**Zapisy oznaczania kształtów:**
====
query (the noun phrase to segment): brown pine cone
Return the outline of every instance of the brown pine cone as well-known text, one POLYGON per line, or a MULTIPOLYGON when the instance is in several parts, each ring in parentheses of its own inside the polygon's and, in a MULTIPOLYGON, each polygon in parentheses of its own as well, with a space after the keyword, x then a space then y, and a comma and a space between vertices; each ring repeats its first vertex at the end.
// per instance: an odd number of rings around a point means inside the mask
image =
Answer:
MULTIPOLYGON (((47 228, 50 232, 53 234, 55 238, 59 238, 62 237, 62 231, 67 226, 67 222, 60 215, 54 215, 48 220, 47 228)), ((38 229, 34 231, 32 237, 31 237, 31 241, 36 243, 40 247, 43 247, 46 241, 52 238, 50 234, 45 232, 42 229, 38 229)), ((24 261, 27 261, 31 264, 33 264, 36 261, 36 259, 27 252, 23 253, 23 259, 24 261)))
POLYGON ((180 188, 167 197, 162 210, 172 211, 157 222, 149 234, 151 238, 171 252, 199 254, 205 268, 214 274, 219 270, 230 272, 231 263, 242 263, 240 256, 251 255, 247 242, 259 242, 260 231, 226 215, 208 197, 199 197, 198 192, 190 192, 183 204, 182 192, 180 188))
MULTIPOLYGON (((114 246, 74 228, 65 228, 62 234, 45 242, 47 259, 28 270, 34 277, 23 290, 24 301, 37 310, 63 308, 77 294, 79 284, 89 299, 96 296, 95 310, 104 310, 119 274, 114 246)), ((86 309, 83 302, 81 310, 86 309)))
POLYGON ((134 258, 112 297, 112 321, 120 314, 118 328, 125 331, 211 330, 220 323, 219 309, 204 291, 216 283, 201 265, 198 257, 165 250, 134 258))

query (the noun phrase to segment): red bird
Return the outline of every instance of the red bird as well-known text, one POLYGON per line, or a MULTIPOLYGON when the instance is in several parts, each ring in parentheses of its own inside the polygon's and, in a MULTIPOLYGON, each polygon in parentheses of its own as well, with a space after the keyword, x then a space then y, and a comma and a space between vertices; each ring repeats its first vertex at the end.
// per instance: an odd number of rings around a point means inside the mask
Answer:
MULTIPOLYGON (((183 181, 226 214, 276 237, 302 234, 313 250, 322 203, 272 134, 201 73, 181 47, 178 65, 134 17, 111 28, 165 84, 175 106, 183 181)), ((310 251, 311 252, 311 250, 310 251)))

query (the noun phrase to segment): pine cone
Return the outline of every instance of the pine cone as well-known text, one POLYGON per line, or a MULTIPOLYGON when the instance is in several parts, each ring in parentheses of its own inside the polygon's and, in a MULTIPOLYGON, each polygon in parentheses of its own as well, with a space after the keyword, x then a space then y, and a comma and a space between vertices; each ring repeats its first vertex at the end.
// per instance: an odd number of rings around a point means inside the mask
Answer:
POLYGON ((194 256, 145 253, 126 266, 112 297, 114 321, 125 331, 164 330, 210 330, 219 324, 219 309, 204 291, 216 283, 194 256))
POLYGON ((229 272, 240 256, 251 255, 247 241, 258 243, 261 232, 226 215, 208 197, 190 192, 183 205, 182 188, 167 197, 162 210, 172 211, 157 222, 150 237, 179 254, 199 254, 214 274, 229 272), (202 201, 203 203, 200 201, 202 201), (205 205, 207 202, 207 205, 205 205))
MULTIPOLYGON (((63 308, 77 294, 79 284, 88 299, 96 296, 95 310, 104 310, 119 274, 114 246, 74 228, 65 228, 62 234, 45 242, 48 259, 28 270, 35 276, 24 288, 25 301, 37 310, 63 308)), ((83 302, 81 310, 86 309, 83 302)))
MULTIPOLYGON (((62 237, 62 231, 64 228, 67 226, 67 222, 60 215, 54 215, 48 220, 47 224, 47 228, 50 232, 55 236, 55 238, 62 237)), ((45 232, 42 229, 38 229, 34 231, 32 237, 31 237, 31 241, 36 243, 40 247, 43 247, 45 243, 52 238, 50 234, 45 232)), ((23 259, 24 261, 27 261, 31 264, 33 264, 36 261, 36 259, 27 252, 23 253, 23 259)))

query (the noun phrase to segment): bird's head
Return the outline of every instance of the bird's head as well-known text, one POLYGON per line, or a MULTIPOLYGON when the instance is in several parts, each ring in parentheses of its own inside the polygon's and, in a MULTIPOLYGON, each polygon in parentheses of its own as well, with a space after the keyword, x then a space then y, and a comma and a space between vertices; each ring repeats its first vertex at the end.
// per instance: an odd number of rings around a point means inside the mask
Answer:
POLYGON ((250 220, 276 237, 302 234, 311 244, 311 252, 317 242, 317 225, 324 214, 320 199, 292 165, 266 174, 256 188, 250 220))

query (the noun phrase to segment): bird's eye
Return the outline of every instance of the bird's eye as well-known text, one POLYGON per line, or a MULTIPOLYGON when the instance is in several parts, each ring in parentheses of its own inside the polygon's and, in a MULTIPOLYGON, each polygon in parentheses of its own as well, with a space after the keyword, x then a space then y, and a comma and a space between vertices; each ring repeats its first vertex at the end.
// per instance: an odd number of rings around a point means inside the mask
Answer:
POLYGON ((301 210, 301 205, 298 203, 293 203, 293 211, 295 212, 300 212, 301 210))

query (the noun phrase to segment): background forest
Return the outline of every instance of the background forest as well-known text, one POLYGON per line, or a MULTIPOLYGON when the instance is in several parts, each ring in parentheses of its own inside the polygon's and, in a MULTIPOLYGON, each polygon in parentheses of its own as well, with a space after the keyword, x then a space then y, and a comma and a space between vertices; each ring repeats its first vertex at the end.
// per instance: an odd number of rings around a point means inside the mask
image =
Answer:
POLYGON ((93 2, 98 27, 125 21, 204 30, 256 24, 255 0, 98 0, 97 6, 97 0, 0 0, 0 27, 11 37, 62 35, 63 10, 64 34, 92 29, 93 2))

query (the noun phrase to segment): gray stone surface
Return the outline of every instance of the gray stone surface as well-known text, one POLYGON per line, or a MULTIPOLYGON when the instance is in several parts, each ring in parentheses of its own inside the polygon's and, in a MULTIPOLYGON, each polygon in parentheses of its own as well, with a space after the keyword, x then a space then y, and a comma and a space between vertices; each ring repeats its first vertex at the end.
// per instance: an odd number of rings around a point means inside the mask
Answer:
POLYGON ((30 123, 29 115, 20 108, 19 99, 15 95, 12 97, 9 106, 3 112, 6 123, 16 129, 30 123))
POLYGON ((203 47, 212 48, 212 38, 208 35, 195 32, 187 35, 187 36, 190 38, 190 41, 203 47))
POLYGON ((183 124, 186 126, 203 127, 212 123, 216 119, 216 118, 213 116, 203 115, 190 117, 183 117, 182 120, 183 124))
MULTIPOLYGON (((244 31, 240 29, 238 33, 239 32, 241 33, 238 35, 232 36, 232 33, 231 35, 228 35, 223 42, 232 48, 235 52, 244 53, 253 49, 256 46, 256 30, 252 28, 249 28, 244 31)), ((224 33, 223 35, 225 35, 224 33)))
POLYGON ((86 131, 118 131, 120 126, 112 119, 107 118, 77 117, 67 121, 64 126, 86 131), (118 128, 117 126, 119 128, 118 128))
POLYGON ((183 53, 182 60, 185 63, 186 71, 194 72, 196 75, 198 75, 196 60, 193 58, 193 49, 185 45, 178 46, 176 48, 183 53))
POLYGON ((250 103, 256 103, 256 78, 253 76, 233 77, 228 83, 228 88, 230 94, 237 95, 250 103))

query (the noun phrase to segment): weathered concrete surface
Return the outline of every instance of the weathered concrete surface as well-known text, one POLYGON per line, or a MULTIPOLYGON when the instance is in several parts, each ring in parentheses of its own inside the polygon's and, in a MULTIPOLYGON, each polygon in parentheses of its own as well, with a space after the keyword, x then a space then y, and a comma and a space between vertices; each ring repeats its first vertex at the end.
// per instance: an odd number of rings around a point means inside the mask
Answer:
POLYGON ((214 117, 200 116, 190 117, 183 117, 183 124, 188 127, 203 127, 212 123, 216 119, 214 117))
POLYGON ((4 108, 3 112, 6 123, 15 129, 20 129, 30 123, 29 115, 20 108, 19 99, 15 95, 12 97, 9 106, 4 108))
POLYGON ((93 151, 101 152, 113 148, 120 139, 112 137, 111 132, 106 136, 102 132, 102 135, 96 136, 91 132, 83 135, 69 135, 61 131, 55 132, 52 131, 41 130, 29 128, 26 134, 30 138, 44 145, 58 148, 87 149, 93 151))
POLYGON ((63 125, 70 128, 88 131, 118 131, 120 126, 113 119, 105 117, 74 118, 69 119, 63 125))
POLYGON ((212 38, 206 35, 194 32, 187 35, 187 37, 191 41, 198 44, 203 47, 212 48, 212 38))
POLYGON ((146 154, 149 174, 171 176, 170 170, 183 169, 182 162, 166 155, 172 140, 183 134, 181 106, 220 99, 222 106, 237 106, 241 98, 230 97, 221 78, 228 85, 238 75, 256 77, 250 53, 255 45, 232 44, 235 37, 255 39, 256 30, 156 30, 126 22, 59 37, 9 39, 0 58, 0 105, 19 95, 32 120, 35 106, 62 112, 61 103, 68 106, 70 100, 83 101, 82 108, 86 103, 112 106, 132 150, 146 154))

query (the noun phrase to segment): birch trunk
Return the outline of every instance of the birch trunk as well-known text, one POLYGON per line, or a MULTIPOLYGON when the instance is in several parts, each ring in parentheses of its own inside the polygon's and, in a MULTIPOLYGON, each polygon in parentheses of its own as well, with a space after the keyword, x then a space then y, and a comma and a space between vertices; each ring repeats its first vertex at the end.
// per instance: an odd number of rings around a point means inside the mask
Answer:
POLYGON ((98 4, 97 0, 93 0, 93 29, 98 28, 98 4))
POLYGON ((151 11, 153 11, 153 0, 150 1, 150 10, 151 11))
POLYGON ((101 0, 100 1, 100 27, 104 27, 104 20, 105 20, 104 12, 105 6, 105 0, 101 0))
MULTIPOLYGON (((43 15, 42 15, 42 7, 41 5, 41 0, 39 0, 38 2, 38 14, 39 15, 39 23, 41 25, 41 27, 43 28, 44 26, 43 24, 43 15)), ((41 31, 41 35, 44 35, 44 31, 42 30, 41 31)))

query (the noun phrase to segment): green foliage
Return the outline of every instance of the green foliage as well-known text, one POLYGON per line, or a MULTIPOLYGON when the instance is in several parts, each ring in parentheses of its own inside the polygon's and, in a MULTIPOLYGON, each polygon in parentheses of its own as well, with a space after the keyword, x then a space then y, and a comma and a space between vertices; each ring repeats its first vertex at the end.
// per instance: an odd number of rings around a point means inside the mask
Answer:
====
**Krótkie zadanie:**
Przepisz proszę bez zmian wiersze listingu: zacznij od jego pierwszego wiersza i skończ na wierszu zawierającym "POLYGON ((180 188, 167", włącznie z nim.

**Odpowiedź końcowa:**
query (the noun phrase to segment): brown pine cone
Return the outline of every instance of the brown pine cone as well-known text, one POLYGON per line, or a MULTIPOLYGON when the instance is in several parts, each ring in parentheses of its own inside the polygon's and, in a MULTIPOLYGON, each polygon in parentheses of its own as well, with a space after the keyword, x then a space then y, and a comma and a space between vertices; each ring repeats its first vertex at the end.
// per instance: an odd number of rings around a point means inside the mask
image =
Answer:
MULTIPOLYGON (((47 228, 50 232, 53 234, 55 238, 59 238, 62 237, 62 231, 67 226, 67 222, 60 215, 54 215, 48 220, 47 228)), ((38 229, 34 231, 32 237, 31 237, 31 241, 36 243, 40 247, 43 247, 46 241, 52 238, 50 234, 45 232, 42 229, 38 229)), ((24 261, 27 261, 31 264, 33 264, 36 261, 36 259, 27 252, 23 253, 23 259, 24 261)))
POLYGON ((180 188, 167 197, 162 210, 172 211, 157 222, 149 234, 151 238, 171 252, 199 254, 205 268, 214 274, 219 270, 230 272, 231 263, 242 263, 240 256, 251 255, 247 242, 259 242, 260 231, 226 215, 208 197, 199 197, 198 192, 190 192, 183 204, 182 192, 180 188))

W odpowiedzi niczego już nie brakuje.